Saved data entries:
■ ■ ■
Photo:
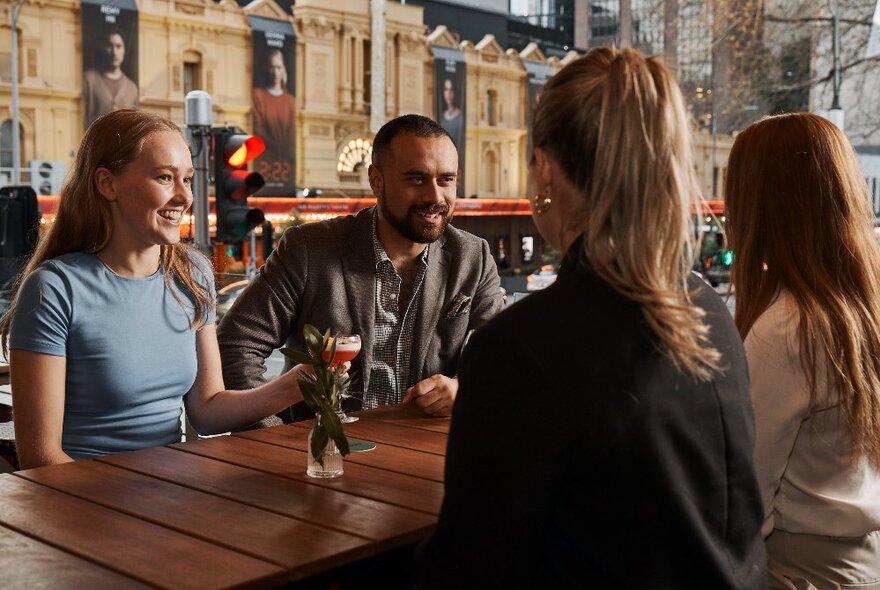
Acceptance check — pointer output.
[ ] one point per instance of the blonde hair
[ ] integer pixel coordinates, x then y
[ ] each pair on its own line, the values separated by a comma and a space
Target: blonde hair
799, 220
615, 123
84, 222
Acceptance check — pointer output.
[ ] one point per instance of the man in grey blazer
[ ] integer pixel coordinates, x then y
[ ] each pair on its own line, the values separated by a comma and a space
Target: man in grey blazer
397, 274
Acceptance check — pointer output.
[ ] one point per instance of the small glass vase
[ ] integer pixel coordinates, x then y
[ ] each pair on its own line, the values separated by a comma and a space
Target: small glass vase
331, 457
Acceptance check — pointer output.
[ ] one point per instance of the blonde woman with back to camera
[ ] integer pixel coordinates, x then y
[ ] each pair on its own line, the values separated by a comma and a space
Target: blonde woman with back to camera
603, 433
807, 280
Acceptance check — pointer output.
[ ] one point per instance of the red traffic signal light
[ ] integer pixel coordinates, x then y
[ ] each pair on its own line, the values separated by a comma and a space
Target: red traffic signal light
239, 149
233, 183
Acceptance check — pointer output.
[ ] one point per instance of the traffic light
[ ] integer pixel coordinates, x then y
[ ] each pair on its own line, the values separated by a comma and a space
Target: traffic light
233, 183
727, 257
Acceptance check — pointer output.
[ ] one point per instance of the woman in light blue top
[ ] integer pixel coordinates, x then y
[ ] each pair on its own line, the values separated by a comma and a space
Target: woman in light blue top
112, 323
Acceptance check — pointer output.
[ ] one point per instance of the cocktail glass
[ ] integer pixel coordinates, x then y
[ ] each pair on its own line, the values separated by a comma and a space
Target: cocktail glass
347, 348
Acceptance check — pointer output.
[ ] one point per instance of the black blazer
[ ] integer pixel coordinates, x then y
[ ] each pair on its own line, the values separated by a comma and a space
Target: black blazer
580, 456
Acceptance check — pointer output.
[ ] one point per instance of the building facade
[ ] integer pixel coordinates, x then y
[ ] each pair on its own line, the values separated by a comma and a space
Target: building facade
183, 45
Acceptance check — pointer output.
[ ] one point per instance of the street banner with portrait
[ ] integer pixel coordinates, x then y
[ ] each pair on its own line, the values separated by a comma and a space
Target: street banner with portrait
110, 57
537, 74
274, 103
450, 85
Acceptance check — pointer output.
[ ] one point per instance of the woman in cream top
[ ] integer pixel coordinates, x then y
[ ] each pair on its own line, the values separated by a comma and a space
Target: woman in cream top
807, 281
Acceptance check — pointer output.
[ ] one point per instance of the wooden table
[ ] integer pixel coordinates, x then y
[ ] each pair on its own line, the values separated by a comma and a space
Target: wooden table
227, 512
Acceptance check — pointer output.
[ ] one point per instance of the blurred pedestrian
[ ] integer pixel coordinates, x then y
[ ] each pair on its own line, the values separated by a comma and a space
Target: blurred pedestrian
111, 326
807, 282
603, 433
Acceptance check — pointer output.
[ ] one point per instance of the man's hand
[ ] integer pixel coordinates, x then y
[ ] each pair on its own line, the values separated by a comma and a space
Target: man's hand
434, 395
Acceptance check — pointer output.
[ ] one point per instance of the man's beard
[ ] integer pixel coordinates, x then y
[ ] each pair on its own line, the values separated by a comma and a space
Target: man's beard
412, 226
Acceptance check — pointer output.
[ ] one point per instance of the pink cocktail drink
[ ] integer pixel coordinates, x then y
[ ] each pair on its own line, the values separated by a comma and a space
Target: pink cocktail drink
345, 350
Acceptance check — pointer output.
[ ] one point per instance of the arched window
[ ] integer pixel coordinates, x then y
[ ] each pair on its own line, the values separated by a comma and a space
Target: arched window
355, 156
492, 107
6, 163
192, 71
490, 172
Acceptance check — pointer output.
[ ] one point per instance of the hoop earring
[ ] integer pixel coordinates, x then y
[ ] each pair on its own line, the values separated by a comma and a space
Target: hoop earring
541, 203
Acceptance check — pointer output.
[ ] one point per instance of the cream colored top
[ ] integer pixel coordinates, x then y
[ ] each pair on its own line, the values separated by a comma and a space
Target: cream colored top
803, 452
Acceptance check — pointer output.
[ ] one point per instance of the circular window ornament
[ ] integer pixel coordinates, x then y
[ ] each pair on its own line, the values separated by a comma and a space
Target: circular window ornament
355, 156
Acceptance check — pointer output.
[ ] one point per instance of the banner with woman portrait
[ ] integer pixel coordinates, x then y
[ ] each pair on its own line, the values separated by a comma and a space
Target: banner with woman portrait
537, 74
110, 57
450, 83
274, 103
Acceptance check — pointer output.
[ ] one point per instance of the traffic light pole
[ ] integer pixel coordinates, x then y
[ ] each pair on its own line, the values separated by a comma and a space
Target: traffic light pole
199, 118
251, 267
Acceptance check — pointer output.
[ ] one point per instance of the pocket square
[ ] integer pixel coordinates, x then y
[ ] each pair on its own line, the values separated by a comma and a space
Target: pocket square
461, 304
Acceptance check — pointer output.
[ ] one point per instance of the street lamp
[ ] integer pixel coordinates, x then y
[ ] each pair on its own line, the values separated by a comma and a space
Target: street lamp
16, 137
835, 113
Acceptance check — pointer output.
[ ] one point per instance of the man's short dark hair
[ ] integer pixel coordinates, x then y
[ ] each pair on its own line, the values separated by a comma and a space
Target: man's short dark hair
417, 125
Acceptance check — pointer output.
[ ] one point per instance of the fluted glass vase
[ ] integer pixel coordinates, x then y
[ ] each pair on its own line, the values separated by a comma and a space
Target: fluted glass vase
330, 463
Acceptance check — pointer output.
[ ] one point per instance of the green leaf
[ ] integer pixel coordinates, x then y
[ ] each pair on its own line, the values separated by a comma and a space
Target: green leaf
330, 421
310, 396
297, 356
321, 390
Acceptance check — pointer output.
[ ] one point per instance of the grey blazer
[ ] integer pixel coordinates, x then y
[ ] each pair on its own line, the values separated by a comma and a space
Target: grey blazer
324, 274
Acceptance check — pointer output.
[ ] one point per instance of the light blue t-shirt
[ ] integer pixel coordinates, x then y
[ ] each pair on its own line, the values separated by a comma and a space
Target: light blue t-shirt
131, 354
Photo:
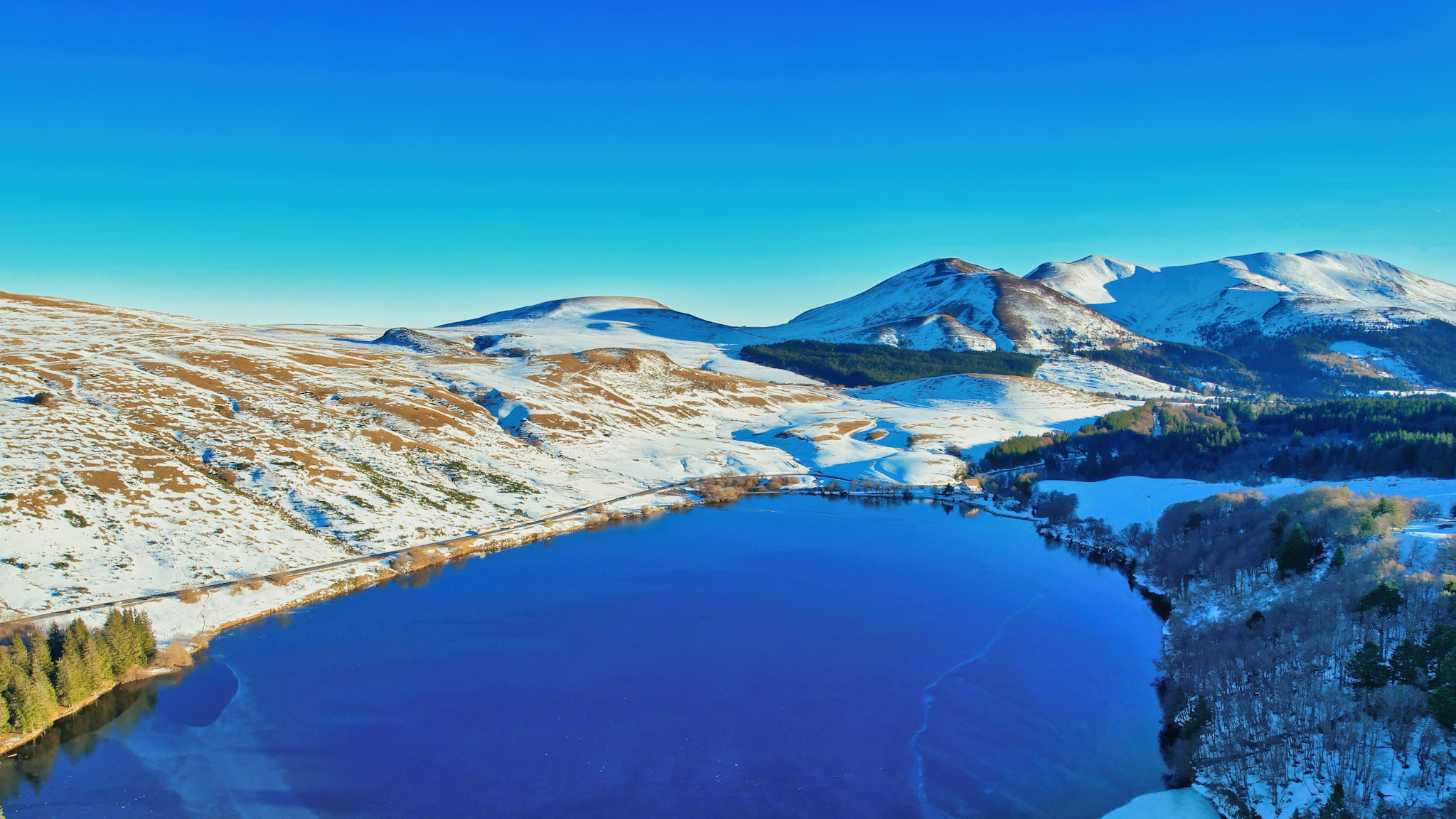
■ ■ ■
> [Action item]: Write out all the data exactly, minus pictures.

> [Finished exercise]:
Photo:
Acceptance check — pointer output.
[ ] one point per instance of the blonde hair
[ ] integer pixel coordinates, x then y
[ ] each pair on its own line, the values separated by a comma and a space
Target: blonde hair
799, 220
615, 123
84, 222
Acceptance check — pointer output.
[ ] one point per instance of the man in grey blazer
[ ] integer pixel coordinates, x then y
[ ] each pair on its own line, the values separated by a comma and a space
Target: man in grey blazer
397, 274
Acceptance check — pointer output.
[ ] one point per instance of the small glass vase
[ ] integer pixel coordinates, x then y
[ ] each pair on its own line, the values separated by a comma and a space
Target: small glass vase
331, 457
Acceptance check — pointer output.
[ ] one point per instance of the blonde woman with back to camera
[ ] integer pixel coordinates, x then y
[ ] each pair on its own line, the values separated by a comma and a space
Target: blonde woman with back to camera
603, 433
807, 280
Acceptance check — pointer output.
[ ] one point per instance of the red traffic signal light
[ ] integer pixel coordinates, x then y
[ ] each pair on its own line, the values separated by a comma and a space
Target: red traffic signal light
239, 149
233, 183
Acceptance check — pointer output.
[ ] one point per instance of the traffic light
[ ] integer pixel coordinates, x then y
[ ] each pair on its own line, the values separated by a comma and a space
Target: traffic light
233, 183
727, 257
Acceptance check — pointer output.
[ ] one point per instance of the woman in light blue top
[ ] integer pixel coordinates, x then y
[ ] each pair on its own line, the values separated by a comma and a space
Target: woman in light blue top
112, 323
Acceptance check — pointer output.
[ ] one point per instance of the cocktail glass
[ ] integer pixel coordinates, x then y
[ ] each pair on its own line, the values separated by a comma and a space
Target: cocktail glass
347, 348
Acceptance check — pointer output.
[ ] one point per instance of the black blazer
[ ] integer pixel coordinates, x then y
[ ] each pair on its own line, the values separated by a comma and a space
Target: black blazer
580, 456
Acceptance check — pointer output.
[ ] one point per instance of the building facade
[ ] integer pixel coordinates, x then y
[ ] each pair on its own line, the values separated by a comma and a space
Target: building facade
183, 45
Acceptance check — pointer output.
[ ] one point per instance of the street banner with portrait
[ ] integer pixel coordinates, x then y
[ ] each pair on its own line, the values separated by a comma and a space
Target: street banner with portrait
110, 57
537, 74
274, 103
450, 85
Acceptance check — pointer output.
[ ] one point per instance of the woman in cream top
[ ] integer pixel coordinates, x then y
[ ] each pair on its own line, the values separated by a comma and a space
Target: woman in cream top
807, 281
Acceptance check — pointer output.
[ ] one point per instance of the wooden table
[ ] integer pixel coordinates, x then y
[ ] each pair on its own line, the values separated by a comma and a space
Target: wooden table
227, 512
Acceptance check — pointer output.
[ ] one point per instance of the blurred pedestrian
[ ] integer pixel coordinates, x then y
[ ] each pair on its own line, the values separated by a comma and a space
Target: blurred pedestrian
111, 326
807, 282
603, 433
Acceptance check — pointer output.
[ ] one point per instance of the man's hand
[ ] integer pixel coordinates, x then y
[ ] each pair on its own line, the values separated by a comma and a space
Target: man's hand
434, 395
Acceptance check — pointer output.
[ ] one point per instance of the man's beard
[ ] integer pixel coordinates, x then y
[ ] each pair on its own line, the values separated by a comma and a space
Target: man's beard
412, 226
Acceptance check — pointer output.
[ ] one point per instance of the pink cocktail drink
[ ] integer pixel coordinates, x then y
[ ] each pair on its own line, the values separated by a comma and a space
Target: pink cocktail drink
345, 350
Acceptance check — pointer output.
[ ] one point per instance of the arched window
[ ] integer pixel coordinates, x then y
[ ] each pair on its own line, the values separated by a comma and a space
Target: arched window
355, 156
492, 107
6, 163
192, 71
490, 172
Acceptance check — pointer output.
[ ] one point per instance of the hoop earring
[ ] integer pixel coordinates, x then y
[ ] each pair on its own line, the values separated by a comma and a space
Target: hoop earring
541, 203
Acceptance check — pointer output.
[ ] one point per instance of the cream colored top
[ ] integer pixel coordinates, x then y
[ ] each pair on its own line, the values separated by a comma and a space
Target: cream colored top
803, 452
Acceptance check — pointer output.
[ ] one point per instance of the circular window ornament
[ ] integer pixel coordinates, x then y
[ ] each pair on its own line, the values separated by a comma and a space
Target: circular window ornament
355, 156
Acceptance check — pointer output.
[ ] one point per instance of the banner with woman portrait
[ ] integer pixel coordinates, x then y
[ ] each pair on its own line, the values separated by a comma and a space
Target: banner with woman portrait
537, 74
110, 57
450, 83
274, 103
Acceptance check — pointer output.
[ ] one point per instance of the traffic light pole
[ ] integer pixel coordinates, x then y
[ ] each pair on its own line, the values separated by a comma and a space
Target: traffic light pole
199, 118
251, 267
Acceptance check — pointer output.
[ ] one point per instance of the pocket square
[ ] integer pixel coordinates, x then y
[ ] each pair on its own line, the values separated by a comma and a space
Target: pocket square
461, 304
Acceptance check — pointer output.
[ ] one point per instance of the street lamp
[ ] integer pixel coordinates, x then y
[ ] each pair on its own line, the values separated by a comma and a space
Target: street lamp
16, 137
835, 113
Acceptance check — pointer output.
[ ] one point per instance of the man's short dark hair
[ ] integer pixel coordinates, x then y
[ ] each pair on its own line, the values separated by a comma and a space
Target: man's short dark hair
417, 125
Acceptance check — pointer output.
[ ] one point per instance of the fluted glass vase
[ ] integer pixel coordinates, x then y
[ ] each pair on its own line, the values separated by a comma and a space
Target: fluted glass vase
330, 463
Acceptance check — pointer output.
[ ] one point per instance of the green leaf
[ ] integer pixel coordinates, x then y
[ ] each pair on its own line, the values separated by a comma and a space
Target: green leaf
330, 421
310, 396
297, 356
321, 390
Acceptance check — pointer output.
[ ] one point per instance of the grey blazer
[ ] integer pixel coordinates, x then y
[ ] each pair on its own line, the values separated by a comma and a space
Target: grey blazer
324, 274
Acceptance check — pointer output.
[ ] one point per instance of the light blue t-shirt
[ ] integer pixel coordinates, x then y
[ ] each pair on its own line, the values separated by a comma and a space
Target: light blue t-shirt
131, 354
Photo:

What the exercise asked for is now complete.